Eres un excelente ejemplo de exactamente el tipo de racista que dices que no te gusta. Y atacas a otras personas, pero nunca respondes a preguntas directamente. No respondiste a mis preguntas sobre si has estado en estos otros países o conoces gente de allí. Así que es obvio que no tienes ninguna experiencia directa con otras culturas y ni una idea sobre la realidad de otros países o personas Claro, puedes hablar de España, tu país, pero cuanto más que hablas sobre eso, el peor la imagen de los españoles. Si yo fuera una racista como vos, diría que los españoles son racistas y belicosos. Sin embargo, a diferencia de vos, no soy racista y no atacan a la gente para sus nacionalidades y etnias, ni argumento con ellos sobre la semántica para promover mi perspectiva racista.
A propósito, cuando presentas las historias vergonzosas de otros países, es muy conveniente que te olvidas la vergonzosa historia de los conquistadores españoles y todo el daño que hicieron a otros países, los efectos de que todavía son visibles en algunos lugares.
Además, hablas de propaganda de otras personas, pero debes preguntarte a ti: ¿Cual propaganda estás promocionando? ¿Por qué tienes tanto resentimiento contras los estadounidenses? Probablemente sería demasiado maduro para ti hacer este tipo de reflexión personal, pero te ayudaría a superar tus problemas con racismo.

▬▬▬

PROBLEMS TO SOLVE:
A) From the Spanish passage about racism, set down the part from "A propósito, cuando" up to and including "en algunos lugares.".
B) According to the Spanish passage about racism, what history does the other person conveniently forget when presenting other countries' shameful histories?
C) Write what comes next in the Spanish passage about racism, picking up after its final sentence.

▬▬▬

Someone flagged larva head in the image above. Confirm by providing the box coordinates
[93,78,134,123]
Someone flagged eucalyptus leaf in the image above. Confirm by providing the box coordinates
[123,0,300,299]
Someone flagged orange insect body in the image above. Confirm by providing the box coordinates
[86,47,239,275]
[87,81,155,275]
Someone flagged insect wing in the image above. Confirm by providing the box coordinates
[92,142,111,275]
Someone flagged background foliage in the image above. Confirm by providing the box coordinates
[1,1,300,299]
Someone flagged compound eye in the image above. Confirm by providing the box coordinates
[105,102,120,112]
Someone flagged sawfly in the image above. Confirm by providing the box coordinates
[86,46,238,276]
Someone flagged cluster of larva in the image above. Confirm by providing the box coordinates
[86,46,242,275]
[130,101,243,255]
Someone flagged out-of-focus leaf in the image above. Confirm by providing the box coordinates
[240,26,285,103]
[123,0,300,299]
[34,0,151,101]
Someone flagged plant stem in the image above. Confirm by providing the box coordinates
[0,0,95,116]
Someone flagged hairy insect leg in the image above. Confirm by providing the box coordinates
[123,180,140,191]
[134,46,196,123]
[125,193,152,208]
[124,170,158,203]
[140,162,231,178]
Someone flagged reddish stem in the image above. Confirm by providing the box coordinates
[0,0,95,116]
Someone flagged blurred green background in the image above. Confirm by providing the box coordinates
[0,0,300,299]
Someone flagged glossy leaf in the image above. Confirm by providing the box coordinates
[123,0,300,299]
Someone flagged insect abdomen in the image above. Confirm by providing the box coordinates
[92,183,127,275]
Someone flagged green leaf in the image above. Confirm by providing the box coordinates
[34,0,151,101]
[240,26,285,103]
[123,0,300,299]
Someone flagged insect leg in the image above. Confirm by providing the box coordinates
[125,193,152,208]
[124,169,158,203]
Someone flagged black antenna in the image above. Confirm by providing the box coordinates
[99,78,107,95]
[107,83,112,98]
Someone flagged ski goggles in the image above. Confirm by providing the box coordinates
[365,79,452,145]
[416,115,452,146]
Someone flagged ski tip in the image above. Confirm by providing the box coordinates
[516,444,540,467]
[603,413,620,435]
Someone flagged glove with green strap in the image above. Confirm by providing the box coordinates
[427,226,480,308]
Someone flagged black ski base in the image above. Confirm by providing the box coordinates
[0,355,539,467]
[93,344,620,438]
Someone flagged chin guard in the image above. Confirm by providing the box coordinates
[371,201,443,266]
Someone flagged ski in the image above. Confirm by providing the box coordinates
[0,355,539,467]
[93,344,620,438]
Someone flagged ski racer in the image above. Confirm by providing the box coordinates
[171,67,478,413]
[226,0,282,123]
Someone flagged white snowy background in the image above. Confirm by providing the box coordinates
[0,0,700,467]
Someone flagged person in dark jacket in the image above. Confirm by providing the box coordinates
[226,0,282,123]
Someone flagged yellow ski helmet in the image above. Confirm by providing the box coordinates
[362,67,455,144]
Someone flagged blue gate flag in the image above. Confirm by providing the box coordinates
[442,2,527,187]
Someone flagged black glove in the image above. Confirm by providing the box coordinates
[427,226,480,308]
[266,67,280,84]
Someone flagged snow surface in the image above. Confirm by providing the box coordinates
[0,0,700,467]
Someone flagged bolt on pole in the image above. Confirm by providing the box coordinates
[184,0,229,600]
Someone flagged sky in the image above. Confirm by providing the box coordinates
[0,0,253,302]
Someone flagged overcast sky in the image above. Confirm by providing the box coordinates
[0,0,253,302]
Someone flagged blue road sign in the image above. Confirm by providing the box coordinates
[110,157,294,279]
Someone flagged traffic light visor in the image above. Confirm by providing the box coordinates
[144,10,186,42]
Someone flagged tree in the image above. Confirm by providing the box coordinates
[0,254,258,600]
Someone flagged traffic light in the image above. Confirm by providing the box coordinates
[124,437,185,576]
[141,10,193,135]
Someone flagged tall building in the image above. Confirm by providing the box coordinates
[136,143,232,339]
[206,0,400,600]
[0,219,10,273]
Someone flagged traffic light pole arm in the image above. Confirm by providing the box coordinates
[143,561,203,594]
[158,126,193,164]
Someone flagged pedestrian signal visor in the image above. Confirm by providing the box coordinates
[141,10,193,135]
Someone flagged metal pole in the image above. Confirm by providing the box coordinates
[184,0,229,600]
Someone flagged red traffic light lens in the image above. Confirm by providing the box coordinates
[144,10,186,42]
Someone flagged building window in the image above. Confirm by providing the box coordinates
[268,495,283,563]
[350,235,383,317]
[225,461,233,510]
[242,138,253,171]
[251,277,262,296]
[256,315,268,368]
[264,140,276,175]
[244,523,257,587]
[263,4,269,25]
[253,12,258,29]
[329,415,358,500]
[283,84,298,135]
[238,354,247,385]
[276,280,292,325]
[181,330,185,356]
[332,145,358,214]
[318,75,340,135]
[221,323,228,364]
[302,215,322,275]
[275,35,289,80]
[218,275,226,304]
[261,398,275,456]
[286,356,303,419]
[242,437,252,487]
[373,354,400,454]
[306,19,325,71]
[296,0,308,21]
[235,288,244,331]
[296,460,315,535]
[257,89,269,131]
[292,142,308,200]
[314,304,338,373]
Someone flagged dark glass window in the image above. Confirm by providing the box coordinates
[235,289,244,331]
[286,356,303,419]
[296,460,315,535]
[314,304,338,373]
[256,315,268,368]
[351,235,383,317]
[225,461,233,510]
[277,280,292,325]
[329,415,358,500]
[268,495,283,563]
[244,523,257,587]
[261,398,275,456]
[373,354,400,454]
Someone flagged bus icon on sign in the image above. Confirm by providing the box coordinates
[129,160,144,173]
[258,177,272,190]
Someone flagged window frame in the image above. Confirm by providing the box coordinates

▬▬▬

OUTPUTS IN ORDER:
A)
A propósito, cuando presentas las historias vergonzosas de otros países, es muy conveniente que te olvidas la vergonzosa historia de los conquistadores españoles y todo el daño que hicieron a otros países, los efectos de que todavía son visibles en algunos lugares.

B) The shameful history of the Spanish conquistadors and all the harm they did to other countries.

C)
felix
29/10/2011
I have not resentment against most North Americans, but do not like North Americans like you, full of cliches, oversimplifications and cheap propaganda. Now you come with the old story of the Spanish Conquistadors. Of course they anihilated the poor Indians. But when you go to El Paso, suddenly you begin to see those Indians everywhere, speaking Spanish indians, the same as in most parts of Mexico, Central America, Bolivia, Peru, while North of the Border, as everyone knows, they just disappeared into thin air. That is exactly what I do not like about some North Americans, how shamfully they lie. Do you think the world is stupid! It is about time that the view of the world that you are defending here, full of lies and cheap propaganda is confronted and I do precisely that. The Indians of the Americas interestingly survived thanks to the fact that the Spanish and Portuguese arrived there first. In other parts of the continent, like yours, they came very close to extinction. Facts, not propaganda, please.
felix
29/10/2011
Oh, sorry, I forgot, those Indians or Native Americans, however you want to put it, do not really exist, because you trasformed them into Hispanics by Royal Decree!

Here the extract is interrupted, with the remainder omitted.